**DATA FOR REVIEW:**
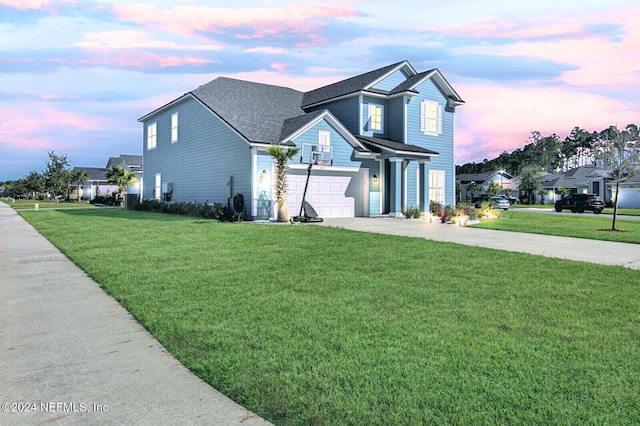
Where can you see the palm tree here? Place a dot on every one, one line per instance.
(282, 156)
(120, 176)
(78, 176)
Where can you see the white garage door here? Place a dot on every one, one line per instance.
(331, 194)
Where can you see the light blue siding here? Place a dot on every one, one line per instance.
(203, 159)
(395, 119)
(374, 187)
(346, 111)
(264, 192)
(391, 81)
(342, 150)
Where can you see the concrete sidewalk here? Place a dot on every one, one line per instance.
(71, 355)
(601, 252)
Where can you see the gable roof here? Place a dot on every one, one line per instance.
(379, 145)
(350, 85)
(257, 111)
(411, 83)
(366, 81)
(95, 173)
(481, 177)
(268, 114)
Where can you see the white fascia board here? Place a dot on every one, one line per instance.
(452, 95)
(327, 168)
(326, 115)
(401, 65)
(383, 96)
(233, 129)
(408, 153)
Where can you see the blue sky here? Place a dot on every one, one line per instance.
(76, 75)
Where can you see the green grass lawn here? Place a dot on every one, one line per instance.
(29, 204)
(309, 325)
(588, 225)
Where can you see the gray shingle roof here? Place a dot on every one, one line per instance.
(378, 144)
(479, 177)
(293, 124)
(132, 160)
(94, 173)
(257, 111)
(410, 82)
(345, 87)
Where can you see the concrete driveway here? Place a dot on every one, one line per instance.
(601, 252)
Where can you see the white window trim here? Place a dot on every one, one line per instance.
(153, 136)
(324, 137)
(158, 187)
(424, 127)
(174, 127)
(444, 186)
(371, 108)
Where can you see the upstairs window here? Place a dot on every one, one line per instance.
(430, 118)
(151, 135)
(375, 118)
(174, 127)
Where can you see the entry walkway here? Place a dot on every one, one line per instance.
(71, 355)
(601, 252)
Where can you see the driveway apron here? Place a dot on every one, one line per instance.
(600, 252)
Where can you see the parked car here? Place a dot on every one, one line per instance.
(578, 203)
(497, 202)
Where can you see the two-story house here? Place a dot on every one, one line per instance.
(377, 142)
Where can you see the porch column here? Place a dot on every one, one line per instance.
(424, 185)
(395, 186)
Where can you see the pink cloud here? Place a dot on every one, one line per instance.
(129, 39)
(32, 129)
(25, 4)
(511, 30)
(498, 118)
(300, 18)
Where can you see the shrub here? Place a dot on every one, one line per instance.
(206, 211)
(470, 212)
(109, 200)
(435, 208)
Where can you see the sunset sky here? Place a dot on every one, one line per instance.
(76, 75)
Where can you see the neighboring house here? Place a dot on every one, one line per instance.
(589, 179)
(383, 141)
(95, 185)
(483, 181)
(133, 163)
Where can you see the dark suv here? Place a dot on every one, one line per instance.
(578, 203)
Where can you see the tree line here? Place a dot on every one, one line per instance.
(56, 180)
(550, 154)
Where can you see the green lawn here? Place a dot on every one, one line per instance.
(309, 325)
(588, 225)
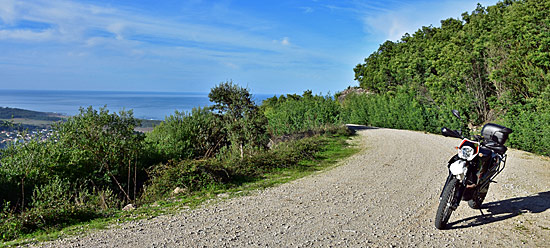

**TRY IT:** Your task is to restate every record word for word. Omit all pictures.

**RESPONSE:**
Where can you see the palm tree here? Place a dot on every one, one line per instance.
(282, 156)
(120, 176)
(78, 176)
Where can you see the white garage door here? Place a dot on every one, one line per instance.
(331, 194)
Where can you see the light blue siding here? Place a dot on every one, one line per instance.
(203, 159)
(395, 119)
(374, 187)
(346, 111)
(264, 192)
(391, 81)
(342, 150)
Where can you see the concrete sidewalk here? Place a dot on every one, one line per instance.
(71, 355)
(601, 252)
Where can you see the gable roof here? Place a dot on every one, one line per instance.
(379, 145)
(350, 85)
(257, 111)
(411, 83)
(366, 81)
(95, 173)
(481, 177)
(268, 114)
Where can you see the white fascia board here? Place a dot on every one, one line per instance.
(452, 95)
(327, 168)
(326, 115)
(401, 65)
(383, 96)
(233, 129)
(408, 153)
Where can you see the blue sky here? Place a dot on every one, one line per instance.
(76, 75)
Where can you see the green grass lawn here? Place a dot on every one, one line per instance.
(29, 204)
(309, 325)
(588, 225)
Where can you see the gray shingle roof here? Place a dot on every one, one line per instance.
(378, 144)
(479, 177)
(293, 124)
(132, 160)
(94, 173)
(257, 111)
(410, 82)
(345, 87)
Where can you see the concrete driveway here? Place a dot on every one, one line per instance.
(601, 252)
Where can you see the white window trim here? Place a dot on every one, one line per instance.
(153, 136)
(324, 137)
(158, 187)
(424, 127)
(174, 127)
(444, 186)
(371, 108)
Where can you see the upstairs window here? Place a dot on every one, one line per instance.
(430, 118)
(151, 135)
(375, 118)
(174, 127)
Where can you see the entry walkway here? Place a dot on every one, one line per instance.
(71, 355)
(601, 252)
Where can you see the driveway apron here? Place a dot on every one, one line per instance.
(600, 252)
Where can you see the parked car here? Place a dot on every one, one line per instance.
(578, 203)
(497, 202)
Where can you see the two-story house here? Place a dot on every one, one line per instance.
(377, 142)
Where can you see the porch column here? Place a dot on every one, one line per instance.
(424, 185)
(395, 186)
Where can you see the pink cloud here? Place a dot on every one, one line per instance.
(129, 39)
(32, 129)
(25, 4)
(511, 30)
(498, 118)
(300, 18)
Where can you see the shrub here? Place a dot on every one, one line per instance.
(206, 211)
(470, 212)
(109, 200)
(435, 208)
Where can you see the sunset sky here? Place a dot on every one, one line per instance.
(76, 75)
Where can you see the neighboring house here? Place a dot on every one, one line per instance.
(589, 179)
(383, 141)
(95, 185)
(483, 181)
(133, 163)
Where can you see the dark suv here? Place a dot on every one, one line per instance.
(578, 203)
Where can you see the tree line here? Place a dot on every one, one line per instance.
(56, 180)
(550, 154)
Where can you see the green lawn here? Place a dot on every one, one line per instance.
(309, 325)
(588, 225)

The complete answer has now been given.